#### READING TEXT:
To quickly install from git one can use the following command in terminal:

pip install git+git://github.com/bmurauer/pipelinehelper

After which you simply call an instance of the class within a Pipeline.

As an example:

pipe = Pipeline([
    ('scaler', PipelineHelper([
        ('maxabs', MaxAbsScaler()),
        ('stdev', Pipeline([
            ('todense', FunctionTransformer(lambda x: x.todense(), allow_sparse=True)),
            ('std', StandardScaler()),
        ])),
    ]))
    ('svm', LinearSVC())
])

params = {
    'scaler__selected_model': pipe.named_steps['scaler'].generate({
        'maxabs__copy': [True, False],
        'stdev__std__with_mean': [True, False],
        ...
    }),
    'svm__C': [0.1, 1.0],
}

Unfortunately, I did not use this class for my latest assignment due to restrictions such as lack of support for roc_auc scoring, but I decided to play around with it anyways, as optimization of my target is not restricted to roc_auc scoring, but rather the final series of data was marked based on a roc_auc score greater than 0.70. So out of curiosity, could I improve my classifier and parameters in such a way to beat my current roc_auc score of 0.76 that was based on an optimized GradientBoostingClassifier with the parameters:

{'criterion': 'friedman_mse', 'max_depth': 6, 'max_features': 'sqrt', 'n_estimators': 10}

The following is an example function that will iterate through different classifiers with various settings. However, due to the amount of data and time it takes to actually crunch all these parameters, I have commented out the final part of the assignment and will have to update this post later with the best_params_ so that I can resubmit my assignment with its suggestions.

import pandas as pd
from pipelinehelper import PipelineHelper
from sklearn.ensemble import RandomForestClassifier, AdaBoostClassifier, GradientBoostingClassifier
from sklearn.model_selection import GridSearchCV
from sklearn.naive_bayes import MultinomialNB
from sklearn.neighbors import KNeighborsClassifier
from sklearn.pipeline import Pipeline
from sklearn.preprocessing import StandardScaler, MaxAbsScaler, MinMaxScaler
from sklearn.svm import SVC


def blight_model():
    # variables (to be changed if needed)

#### STATED EXERCISE 1:
Tally the lines in the listing below that contain the word "marmot", and give only the number.

#### RECORDS TO PROCESS:
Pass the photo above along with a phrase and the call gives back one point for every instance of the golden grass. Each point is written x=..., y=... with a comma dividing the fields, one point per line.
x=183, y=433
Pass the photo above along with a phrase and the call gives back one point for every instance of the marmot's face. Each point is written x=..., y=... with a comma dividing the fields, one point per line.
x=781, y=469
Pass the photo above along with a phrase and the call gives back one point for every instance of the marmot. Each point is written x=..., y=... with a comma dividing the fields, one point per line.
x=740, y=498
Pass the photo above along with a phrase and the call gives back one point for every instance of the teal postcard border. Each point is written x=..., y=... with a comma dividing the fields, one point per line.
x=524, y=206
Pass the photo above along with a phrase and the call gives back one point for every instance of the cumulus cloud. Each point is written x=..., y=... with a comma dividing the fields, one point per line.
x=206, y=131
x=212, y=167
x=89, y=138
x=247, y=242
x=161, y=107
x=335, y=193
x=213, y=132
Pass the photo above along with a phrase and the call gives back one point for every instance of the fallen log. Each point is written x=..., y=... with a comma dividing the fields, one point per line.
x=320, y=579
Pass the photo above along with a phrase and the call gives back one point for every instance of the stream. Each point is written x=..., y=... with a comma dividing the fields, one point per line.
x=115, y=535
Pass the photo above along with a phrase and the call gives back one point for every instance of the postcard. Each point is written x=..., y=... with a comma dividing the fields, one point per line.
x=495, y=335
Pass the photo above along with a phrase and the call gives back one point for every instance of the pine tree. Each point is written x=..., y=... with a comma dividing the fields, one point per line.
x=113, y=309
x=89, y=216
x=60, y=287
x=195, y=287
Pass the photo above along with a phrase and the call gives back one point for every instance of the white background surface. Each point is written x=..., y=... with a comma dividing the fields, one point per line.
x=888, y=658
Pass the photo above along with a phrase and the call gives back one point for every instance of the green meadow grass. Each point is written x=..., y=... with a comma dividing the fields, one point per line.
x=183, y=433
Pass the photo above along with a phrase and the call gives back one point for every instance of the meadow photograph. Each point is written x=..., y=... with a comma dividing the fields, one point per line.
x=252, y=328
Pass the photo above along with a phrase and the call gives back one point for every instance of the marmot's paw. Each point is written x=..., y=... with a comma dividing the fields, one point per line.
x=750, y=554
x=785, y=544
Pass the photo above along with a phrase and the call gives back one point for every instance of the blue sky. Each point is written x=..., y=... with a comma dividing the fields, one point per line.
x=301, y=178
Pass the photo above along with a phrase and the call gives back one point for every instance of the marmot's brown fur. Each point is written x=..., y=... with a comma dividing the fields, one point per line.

#### STATED EXERCISE 2:
Summarize the post above in two sentences.

#### COMPLETE ANSWER 1:
4

#### COMPLETE ANSWER 2:
The post shows how to install the package from git with a pip command and then call an instance of the PipelineHelper class inside a Pipeline. The writer skipped the class for the latest assignment because of limits such as no support for roc_auc scoring, but tried it anyway to see whether it could beat a current roc_auc score of 0.76 from an optimized GradientBoostingClassifier.